DOCUMENT EXTRACT START
The Cihongo mask, originally called Cimyanji, is a dance mask, and it is a very well-known mask among the Chokwe community. This mask represents the spirit of the wealthy and is worn by the chief, his son, and his nephew. It is believed that back in ancient times, this mask was used as a tool for justice and could accuse spectators of crimes that were ultimately punishable by death. Similar to the Cinkunza, this mask is a hamba and can also be a makishi as well and can cause infertility in women, sickness in men, or unsuccessful hunting if it is displeased.

The last ritual mask that the Chokwe use is the Pwo (woman) or Mwana Pwo (girl) mask, which closely resemble portraits, and it is a mask that is hamba by nature and is only for its owner. This mask is primarily used to represent a mature woman who has proven her fertility by having a child, however, it may also represent a girl and the hope of having an offspring. This mask is performed by a male masquerader who grants fertility to the spectators during his performance of the mask. Once the dancer of the mask passes, these masks are also buried as if they were a person.

=== Religion ===
The traditional religious beliefs of the Chokwe center around ancestor spirits worship. In groups where chiefs exist, they are considered the representative of god Kalunga or Nzambi, therefore revered and called Mwanangana or "overseer of the land." There is sometimes perceived to be a spiritual connection between works of arts such as handicrafts and carved objects and ancestors, as well as god Kalunga or Nzambi. With the colonial era, Chokwe converted to Christianity en masse yet the original beliefs were retained to produce a syncretism of beliefs and practices. They have, for example, continued their spirit-rituals from pre-Christian era, as well maintained their elaborate rites-of-passage ceremonies particularly to mark the entry into adulthood by men and women.
DOCUMENT EXTRACT END
> EXERCISE DESCRIPTION
Continue the text on Chokwe masks and religion, starting after its last sentence.
MATERIAL SUPPLIED START
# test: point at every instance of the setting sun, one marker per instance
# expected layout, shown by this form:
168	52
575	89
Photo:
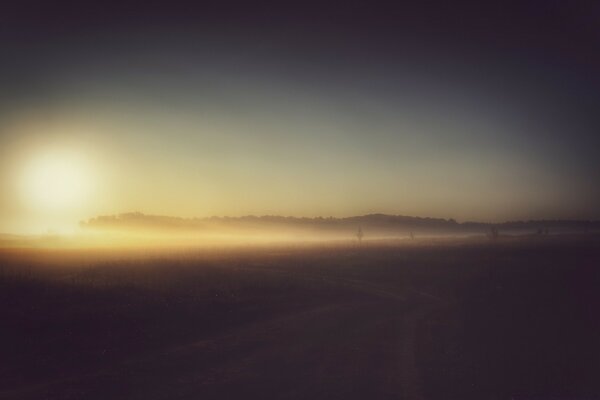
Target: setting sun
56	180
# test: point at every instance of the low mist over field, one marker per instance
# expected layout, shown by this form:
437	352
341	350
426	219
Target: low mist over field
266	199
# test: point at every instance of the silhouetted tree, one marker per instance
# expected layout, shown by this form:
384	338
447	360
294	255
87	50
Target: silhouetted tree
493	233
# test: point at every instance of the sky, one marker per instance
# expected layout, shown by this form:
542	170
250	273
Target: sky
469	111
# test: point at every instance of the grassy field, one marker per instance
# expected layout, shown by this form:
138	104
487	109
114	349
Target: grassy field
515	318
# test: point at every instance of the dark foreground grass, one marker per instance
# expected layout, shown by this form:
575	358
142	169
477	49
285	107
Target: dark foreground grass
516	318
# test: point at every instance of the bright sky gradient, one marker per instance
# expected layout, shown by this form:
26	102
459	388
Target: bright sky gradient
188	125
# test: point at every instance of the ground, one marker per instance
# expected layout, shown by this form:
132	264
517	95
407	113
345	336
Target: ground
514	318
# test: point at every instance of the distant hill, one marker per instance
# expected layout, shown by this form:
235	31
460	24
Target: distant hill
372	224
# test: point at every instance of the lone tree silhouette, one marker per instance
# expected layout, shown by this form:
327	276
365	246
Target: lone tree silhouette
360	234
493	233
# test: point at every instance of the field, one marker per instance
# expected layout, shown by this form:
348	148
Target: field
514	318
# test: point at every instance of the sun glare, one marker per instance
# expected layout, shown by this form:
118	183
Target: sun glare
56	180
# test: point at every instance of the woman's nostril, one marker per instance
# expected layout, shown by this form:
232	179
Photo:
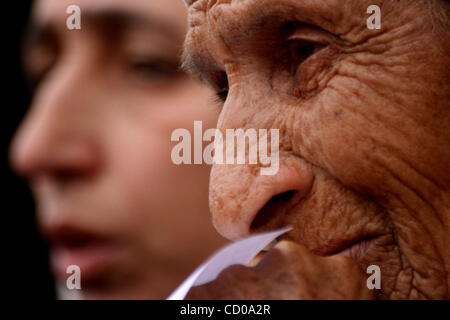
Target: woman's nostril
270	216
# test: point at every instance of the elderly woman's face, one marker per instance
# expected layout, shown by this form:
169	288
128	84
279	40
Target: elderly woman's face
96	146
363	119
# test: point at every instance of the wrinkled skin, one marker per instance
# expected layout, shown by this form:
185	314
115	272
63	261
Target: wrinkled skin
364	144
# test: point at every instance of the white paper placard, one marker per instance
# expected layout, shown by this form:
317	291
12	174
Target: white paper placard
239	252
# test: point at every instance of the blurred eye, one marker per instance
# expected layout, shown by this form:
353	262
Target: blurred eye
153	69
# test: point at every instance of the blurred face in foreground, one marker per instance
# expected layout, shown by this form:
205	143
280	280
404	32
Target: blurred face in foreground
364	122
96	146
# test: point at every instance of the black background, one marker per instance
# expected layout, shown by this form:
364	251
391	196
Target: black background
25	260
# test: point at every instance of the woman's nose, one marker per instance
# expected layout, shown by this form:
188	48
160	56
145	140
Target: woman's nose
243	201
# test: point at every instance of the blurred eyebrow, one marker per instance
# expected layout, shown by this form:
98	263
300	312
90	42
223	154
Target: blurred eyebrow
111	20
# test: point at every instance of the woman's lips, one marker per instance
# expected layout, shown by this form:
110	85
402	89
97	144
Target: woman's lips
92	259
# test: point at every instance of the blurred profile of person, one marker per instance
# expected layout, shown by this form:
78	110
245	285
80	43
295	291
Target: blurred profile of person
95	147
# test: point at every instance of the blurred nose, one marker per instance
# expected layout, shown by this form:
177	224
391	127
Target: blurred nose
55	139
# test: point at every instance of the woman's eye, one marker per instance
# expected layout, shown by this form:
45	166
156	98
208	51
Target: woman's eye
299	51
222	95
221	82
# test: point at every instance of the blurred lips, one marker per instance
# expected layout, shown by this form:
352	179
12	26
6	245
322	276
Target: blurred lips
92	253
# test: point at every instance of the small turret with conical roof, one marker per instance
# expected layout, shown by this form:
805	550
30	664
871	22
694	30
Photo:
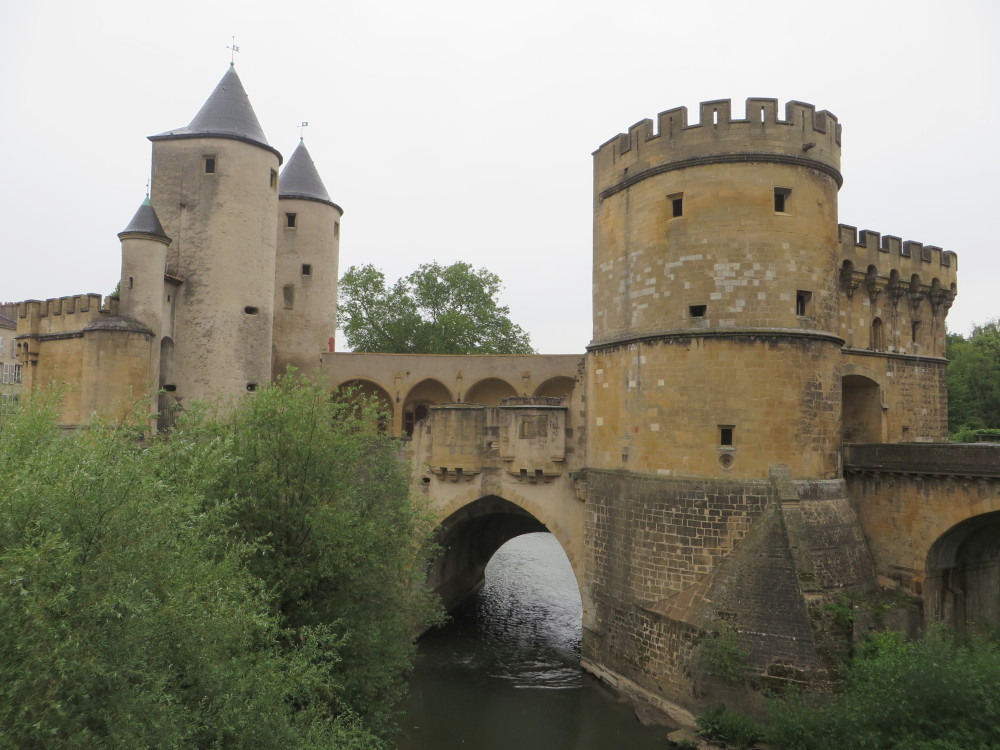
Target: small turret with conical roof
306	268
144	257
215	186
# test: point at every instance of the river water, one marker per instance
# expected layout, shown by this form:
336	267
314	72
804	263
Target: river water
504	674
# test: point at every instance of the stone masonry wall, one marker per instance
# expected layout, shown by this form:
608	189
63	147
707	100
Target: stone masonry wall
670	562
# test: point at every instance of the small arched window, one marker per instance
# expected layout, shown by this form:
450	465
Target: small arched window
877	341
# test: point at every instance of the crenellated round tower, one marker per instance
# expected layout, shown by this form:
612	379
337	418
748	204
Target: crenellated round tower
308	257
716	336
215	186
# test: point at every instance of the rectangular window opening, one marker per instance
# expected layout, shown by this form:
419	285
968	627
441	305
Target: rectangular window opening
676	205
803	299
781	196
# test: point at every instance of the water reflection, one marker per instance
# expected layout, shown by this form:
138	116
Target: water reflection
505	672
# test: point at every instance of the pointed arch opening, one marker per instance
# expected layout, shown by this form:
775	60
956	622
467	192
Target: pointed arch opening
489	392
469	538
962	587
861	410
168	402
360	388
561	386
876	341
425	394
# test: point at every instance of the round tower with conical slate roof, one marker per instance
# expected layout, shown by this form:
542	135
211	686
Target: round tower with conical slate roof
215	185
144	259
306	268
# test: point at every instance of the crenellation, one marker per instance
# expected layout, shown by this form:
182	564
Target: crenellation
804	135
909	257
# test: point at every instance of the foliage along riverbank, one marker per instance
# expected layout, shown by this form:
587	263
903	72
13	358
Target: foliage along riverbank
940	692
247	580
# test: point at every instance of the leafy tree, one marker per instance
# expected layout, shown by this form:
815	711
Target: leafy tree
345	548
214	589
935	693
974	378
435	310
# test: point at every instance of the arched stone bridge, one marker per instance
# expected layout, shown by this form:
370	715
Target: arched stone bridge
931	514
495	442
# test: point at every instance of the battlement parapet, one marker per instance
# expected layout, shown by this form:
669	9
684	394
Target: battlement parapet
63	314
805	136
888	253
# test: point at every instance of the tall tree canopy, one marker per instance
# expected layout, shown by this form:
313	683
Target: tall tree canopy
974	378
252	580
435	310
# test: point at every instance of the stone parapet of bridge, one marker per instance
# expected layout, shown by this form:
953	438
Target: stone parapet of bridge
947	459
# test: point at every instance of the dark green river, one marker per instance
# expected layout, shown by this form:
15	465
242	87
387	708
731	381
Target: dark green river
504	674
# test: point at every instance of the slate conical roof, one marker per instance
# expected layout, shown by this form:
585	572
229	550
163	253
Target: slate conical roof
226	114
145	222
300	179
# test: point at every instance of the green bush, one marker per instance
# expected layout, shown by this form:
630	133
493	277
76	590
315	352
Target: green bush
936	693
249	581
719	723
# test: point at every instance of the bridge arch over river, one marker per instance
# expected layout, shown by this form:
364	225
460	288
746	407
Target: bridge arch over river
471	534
MATERIAL SUPPLIED END
> SOLVED EXERCISE
The Chokwe build ancestral shrines where they place sculptures, objects, and artifacts. These objects that are placed within the ancestral shrines are meant to contain or represent the spirits as well as serve as a point of contact between the living and the spiritual forces. These shrines, called kachipango, the Chokwe will invoke, or call, their ancestral spirits.

==In popular culture==
A Chokwe statue, Chokwe body carvings, blood diamonds, and the Chokwe people figure into the plotline of Donna Leon's 14th Commissario Guido Brunetti mystery novel, Blood From a Stone (2005).

Chokwe Lumumba, the former Republic of New Afrika leader who became mayor of Jackson, Mississippi in 2013, adopted his first name from the Chokwe people. His son, Chokwe Antar Lumumba, was elected mayor of Jackson in 2017.